#### TEXTAUSSCHNITT
Mich besorgt auch, dass – angesichts der Führungsschwäche in diesen Monaten – Ihre Regierung sich fast ausschließlich der Verunglimpfung der Amtsausübung Ihres Vorgängers und der Herabwürdigung eines der interessantesten und hoffnungsträchtigsten politischen Prozesse in der Geschichte Lateinamerikas gewidmet hat. Nicht nur, dass man auf das vereinfachende Rezept zurückgriff, besonders die Fehler hervorzuheben, die im Verlaufe eines rastlosen Jahrzehnts intensiver Tätigkeit zur Rettung des Vaterlandes gemacht wurden, sondern dass erstaunlicherweise sogar die herausragenden Erfolge der Bürgerrevolution in den Schmutz gezogen werden sollen, wie zum Beispiel die Handhabung der Wirtschaft, wodurch es Ecuador möglich war, die großen auswärtigen Schwierigkeiten von 2015-2016 hinter sich zu lassen. Ihre Unredlichkeit besteht also nicht nur gegenüber einer Person, sondern grundsätzlich gegenüber einem politischen Projekt, das gezeigt hat, dass der Neoliberalismus weder der richtige noch der intelligente Weg ist, um sich zu entwickeln. Er ist nicht der Weg in den besten und auch nicht in den schwierigsten Momenten. Aber diese historische Beweisführung – Sie haben das sehr wohl begriffen – , muss beseitigt werden, soll ausgelöscht werden im Gedächtnis der Völker. Die Bürgerrevolution soll zertrümmert werden, damit jener ideologischer Fatalismus sich wieder durchsetzt, der so wunderbar durch den Thatcher-Ausspruch illustriert wird, dass "es keine Alternative gibt", weder zur Austeritätspolitik, noch zur Ungleichheit, noch zum Individualismus des verheerenden neoliberalen Dogmas. Übrigens, sei es bei der Befragung des Gewissens, beim Sich-betrachten im Spiegel und dem Abwägen, sich als Verräter(in) anzusehen oder nicht, es ist die Verantwortung jeder einzelnen der Personen, die genmeinsam mit Correa gingen und jetzt versuchen, ihn zugrunde zu richten.

Einträge aus einer Datenquelle:
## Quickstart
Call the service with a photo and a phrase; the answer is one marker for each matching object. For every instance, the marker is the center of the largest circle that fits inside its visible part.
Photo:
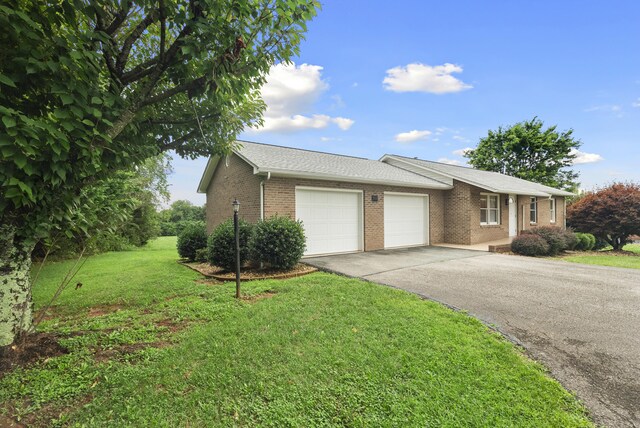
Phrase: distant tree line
(180, 214)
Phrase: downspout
(262, 196)
(262, 200)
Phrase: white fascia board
(481, 185)
(244, 158)
(453, 177)
(212, 163)
(316, 176)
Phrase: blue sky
(429, 79)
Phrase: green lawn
(151, 347)
(606, 258)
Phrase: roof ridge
(305, 150)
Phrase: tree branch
(185, 87)
(121, 61)
(118, 19)
(169, 121)
(139, 71)
(177, 142)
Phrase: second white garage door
(406, 220)
(332, 220)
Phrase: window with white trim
(533, 210)
(489, 208)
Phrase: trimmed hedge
(555, 237)
(586, 241)
(529, 244)
(192, 238)
(221, 244)
(278, 241)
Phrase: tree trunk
(15, 287)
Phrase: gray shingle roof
(493, 181)
(305, 163)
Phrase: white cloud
(449, 161)
(461, 152)
(412, 136)
(418, 77)
(328, 139)
(461, 139)
(343, 123)
(289, 92)
(582, 157)
(613, 108)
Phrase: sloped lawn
(150, 346)
(630, 258)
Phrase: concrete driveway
(582, 322)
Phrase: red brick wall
(279, 197)
(233, 179)
(484, 233)
(457, 206)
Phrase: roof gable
(284, 161)
(494, 181)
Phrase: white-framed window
(489, 208)
(533, 210)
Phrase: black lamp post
(236, 208)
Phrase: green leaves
(6, 80)
(526, 150)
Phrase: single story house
(350, 204)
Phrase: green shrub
(529, 244)
(221, 244)
(555, 237)
(586, 241)
(167, 228)
(191, 238)
(279, 242)
(202, 255)
(570, 239)
(181, 225)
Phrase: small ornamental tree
(526, 150)
(611, 213)
(88, 87)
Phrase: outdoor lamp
(236, 232)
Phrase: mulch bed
(37, 346)
(248, 273)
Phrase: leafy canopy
(88, 87)
(611, 213)
(526, 150)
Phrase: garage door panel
(405, 220)
(331, 219)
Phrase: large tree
(611, 213)
(88, 87)
(526, 150)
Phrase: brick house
(352, 204)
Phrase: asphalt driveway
(582, 322)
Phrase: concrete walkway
(583, 322)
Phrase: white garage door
(406, 220)
(331, 220)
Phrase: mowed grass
(151, 347)
(607, 258)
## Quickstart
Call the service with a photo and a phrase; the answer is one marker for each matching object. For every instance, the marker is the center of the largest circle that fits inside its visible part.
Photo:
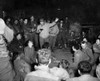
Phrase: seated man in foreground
(42, 72)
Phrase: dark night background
(82, 10)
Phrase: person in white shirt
(43, 30)
(42, 72)
(61, 71)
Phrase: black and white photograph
(49, 40)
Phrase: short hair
(44, 56)
(84, 67)
(76, 46)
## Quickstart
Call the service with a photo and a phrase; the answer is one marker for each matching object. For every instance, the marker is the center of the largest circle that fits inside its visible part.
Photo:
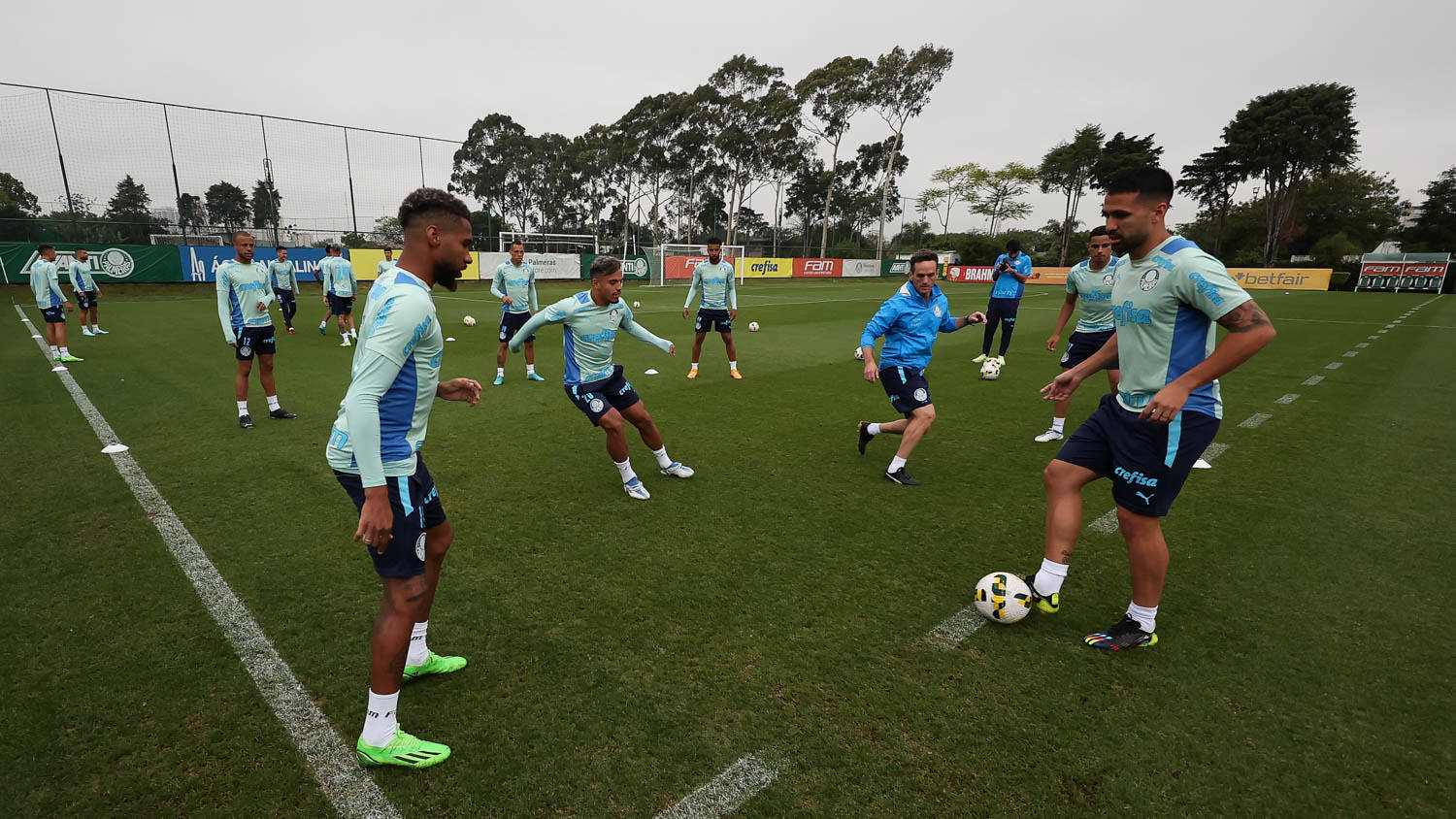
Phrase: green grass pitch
(623, 653)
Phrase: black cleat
(902, 477)
(1126, 635)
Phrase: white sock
(1144, 615)
(418, 652)
(381, 720)
(1048, 577)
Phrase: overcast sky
(1025, 75)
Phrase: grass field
(778, 604)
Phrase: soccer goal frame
(664, 250)
(506, 238)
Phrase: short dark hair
(1147, 182)
(605, 267)
(430, 203)
(925, 256)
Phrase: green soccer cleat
(434, 664)
(405, 749)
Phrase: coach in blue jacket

#### ZU ERLEDIGEN
1 – Fassen Sie den Textausschnitt in zwei Sätzen zusammen.
2 – Beantworten Sie anhand des Textausschnitts:
(a) Welche Jahre nennt er für die großen auswärtigen Schwierigkeiten Ecuadors?
(b) Wessen Ausspruch illustriert laut ihm den ideologischen Fatalismus?
(c) Mit wem gingen die Personen gemeinsam, die jetzt versuchen, ihn zugrunde zu richten?
Die Zeilen spielen hierfür keine Rolle.

#### LÖSUNGEN JE AUFGABE
1 – Der Textausschnitt wirft der angesprochenen Regierung vor, sich fast ausschließlich der Verunglimpfung der Amtsausübung ihres Vorgängers und der Herabwürdigung der Bürgerrevolution gewidmet zu haben. Dabei würden sogar deren Erfolge wie die Handhabung der Wirtschaft in den Schmutz gezogen, damit der Beweis gegen den Neoliberalismus ausgelöscht wird und sich der Fatalismus des Thatcher-Ausspruchs, „es gibt keine Alternative“, wieder durchsetzt.

2 –
(a) 2015-2016
(b) Thatcher
(c) Correa